● INSTRUCTIONS FOR THE TASK
Exactly reproduce the lines from the line that has "I'm trying to figure out if any tree" down to the last line of the entries, inclusive.

● DATA FOR THE TASK
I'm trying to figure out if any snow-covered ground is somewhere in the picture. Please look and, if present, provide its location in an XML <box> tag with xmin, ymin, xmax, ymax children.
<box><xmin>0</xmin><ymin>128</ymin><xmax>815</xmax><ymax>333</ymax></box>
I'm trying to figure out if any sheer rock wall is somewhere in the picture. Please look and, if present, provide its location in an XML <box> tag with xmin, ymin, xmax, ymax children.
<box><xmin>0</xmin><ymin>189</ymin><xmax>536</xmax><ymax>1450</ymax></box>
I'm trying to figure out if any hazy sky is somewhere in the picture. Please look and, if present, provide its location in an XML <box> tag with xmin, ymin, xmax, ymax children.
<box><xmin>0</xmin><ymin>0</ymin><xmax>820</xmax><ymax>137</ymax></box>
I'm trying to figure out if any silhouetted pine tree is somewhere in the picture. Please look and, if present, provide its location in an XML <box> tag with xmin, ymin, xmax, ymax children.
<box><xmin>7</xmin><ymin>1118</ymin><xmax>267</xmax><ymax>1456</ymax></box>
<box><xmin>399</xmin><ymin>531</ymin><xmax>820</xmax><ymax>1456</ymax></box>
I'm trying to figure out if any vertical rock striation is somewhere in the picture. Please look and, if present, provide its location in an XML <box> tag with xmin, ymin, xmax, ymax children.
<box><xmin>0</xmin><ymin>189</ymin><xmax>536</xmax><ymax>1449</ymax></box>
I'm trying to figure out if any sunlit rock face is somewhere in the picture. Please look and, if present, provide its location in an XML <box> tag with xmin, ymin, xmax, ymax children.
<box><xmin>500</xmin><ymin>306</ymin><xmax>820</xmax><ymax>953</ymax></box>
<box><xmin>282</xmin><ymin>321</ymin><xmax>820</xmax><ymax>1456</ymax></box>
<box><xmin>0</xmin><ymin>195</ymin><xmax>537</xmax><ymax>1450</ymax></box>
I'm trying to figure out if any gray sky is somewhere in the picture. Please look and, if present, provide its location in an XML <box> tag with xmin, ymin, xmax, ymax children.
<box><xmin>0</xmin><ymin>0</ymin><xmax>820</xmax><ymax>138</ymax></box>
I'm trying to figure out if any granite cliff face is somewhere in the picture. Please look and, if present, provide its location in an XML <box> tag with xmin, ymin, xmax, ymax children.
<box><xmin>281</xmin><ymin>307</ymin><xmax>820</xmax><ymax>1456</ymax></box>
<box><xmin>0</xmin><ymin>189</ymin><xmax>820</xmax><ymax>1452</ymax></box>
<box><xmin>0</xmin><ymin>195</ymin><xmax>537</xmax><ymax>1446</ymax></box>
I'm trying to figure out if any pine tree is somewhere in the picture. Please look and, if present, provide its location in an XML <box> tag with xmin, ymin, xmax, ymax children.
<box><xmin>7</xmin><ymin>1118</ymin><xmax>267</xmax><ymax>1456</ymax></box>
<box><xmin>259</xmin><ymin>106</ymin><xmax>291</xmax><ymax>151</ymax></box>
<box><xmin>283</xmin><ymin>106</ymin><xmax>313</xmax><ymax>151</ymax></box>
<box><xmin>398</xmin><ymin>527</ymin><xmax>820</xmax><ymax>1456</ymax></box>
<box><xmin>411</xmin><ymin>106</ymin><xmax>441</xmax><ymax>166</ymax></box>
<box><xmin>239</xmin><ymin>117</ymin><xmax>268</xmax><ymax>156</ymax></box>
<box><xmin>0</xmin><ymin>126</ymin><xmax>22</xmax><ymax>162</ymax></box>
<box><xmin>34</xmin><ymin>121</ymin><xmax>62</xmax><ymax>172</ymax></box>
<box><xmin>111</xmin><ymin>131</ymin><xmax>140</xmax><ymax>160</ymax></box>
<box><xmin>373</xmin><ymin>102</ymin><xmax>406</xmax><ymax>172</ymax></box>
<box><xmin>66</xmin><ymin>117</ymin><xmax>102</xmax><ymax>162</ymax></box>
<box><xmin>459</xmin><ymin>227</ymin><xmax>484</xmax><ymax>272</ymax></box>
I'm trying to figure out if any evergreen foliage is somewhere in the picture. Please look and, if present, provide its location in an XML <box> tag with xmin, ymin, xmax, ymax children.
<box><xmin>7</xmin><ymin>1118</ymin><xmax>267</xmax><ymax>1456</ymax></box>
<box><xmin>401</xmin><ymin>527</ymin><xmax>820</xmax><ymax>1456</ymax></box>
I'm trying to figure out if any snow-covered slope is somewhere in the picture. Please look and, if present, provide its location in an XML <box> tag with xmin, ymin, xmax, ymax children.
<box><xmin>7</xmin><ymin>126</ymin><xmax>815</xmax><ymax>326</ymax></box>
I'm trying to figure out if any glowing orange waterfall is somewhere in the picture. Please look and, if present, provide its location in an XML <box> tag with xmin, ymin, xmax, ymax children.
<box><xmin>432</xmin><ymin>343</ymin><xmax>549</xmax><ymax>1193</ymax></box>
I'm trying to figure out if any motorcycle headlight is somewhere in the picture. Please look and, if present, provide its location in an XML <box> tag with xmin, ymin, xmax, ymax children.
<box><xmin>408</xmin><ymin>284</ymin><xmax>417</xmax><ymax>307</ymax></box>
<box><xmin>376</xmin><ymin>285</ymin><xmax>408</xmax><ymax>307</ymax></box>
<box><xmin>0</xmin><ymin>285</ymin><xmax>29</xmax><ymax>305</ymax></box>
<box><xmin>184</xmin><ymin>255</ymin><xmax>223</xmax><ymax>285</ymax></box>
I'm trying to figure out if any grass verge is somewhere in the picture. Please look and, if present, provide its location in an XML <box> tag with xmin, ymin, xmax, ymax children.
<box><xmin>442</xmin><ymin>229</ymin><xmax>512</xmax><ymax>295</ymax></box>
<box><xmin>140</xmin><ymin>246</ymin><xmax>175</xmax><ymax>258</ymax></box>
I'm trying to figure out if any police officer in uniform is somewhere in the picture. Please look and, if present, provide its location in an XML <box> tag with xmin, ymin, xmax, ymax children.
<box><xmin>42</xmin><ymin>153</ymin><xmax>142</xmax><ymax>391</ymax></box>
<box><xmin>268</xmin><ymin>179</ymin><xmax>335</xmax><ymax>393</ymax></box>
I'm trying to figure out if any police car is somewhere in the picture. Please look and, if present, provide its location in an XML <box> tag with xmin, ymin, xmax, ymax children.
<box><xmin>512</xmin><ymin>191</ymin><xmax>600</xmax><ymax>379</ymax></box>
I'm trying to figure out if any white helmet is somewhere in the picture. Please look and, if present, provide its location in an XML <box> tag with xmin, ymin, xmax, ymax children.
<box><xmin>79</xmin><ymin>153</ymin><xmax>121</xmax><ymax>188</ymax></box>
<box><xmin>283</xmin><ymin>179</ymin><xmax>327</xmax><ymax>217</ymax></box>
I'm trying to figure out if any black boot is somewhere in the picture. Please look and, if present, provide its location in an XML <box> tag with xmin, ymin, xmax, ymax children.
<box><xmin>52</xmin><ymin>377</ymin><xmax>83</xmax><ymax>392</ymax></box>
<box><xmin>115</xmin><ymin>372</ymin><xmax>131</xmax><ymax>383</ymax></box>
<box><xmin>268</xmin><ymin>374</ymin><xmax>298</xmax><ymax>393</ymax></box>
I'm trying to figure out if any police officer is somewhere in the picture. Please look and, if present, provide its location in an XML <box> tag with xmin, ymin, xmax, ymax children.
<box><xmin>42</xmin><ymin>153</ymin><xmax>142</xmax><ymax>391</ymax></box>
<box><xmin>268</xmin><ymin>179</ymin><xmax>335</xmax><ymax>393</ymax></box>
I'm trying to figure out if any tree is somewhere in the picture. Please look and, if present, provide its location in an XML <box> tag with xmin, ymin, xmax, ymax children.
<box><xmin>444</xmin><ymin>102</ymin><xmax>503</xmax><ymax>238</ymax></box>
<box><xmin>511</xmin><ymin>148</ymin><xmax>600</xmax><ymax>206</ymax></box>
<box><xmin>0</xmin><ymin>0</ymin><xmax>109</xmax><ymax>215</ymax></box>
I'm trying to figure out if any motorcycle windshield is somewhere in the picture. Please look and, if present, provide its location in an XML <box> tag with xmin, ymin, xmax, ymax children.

● TASK SOLUTION
I'm trying to figure out if any tree is somewhere in the picture. Please look and, if present, provide its location in an XML <box> tag with xmin, ymin, xmax, ymax children.
<box><xmin>444</xmin><ymin>102</ymin><xmax>503</xmax><ymax>238</ymax></box>
<box><xmin>511</xmin><ymin>148</ymin><xmax>600</xmax><ymax>206</ymax></box>
<box><xmin>0</xmin><ymin>0</ymin><xmax>109</xmax><ymax>215</ymax></box>
I'm trying to figure out if any motorcycle windshield is somewhere in the picture. Please look and, if present, provide its location in an XML <box> tag with xmin, ymin, xmax, ymax children.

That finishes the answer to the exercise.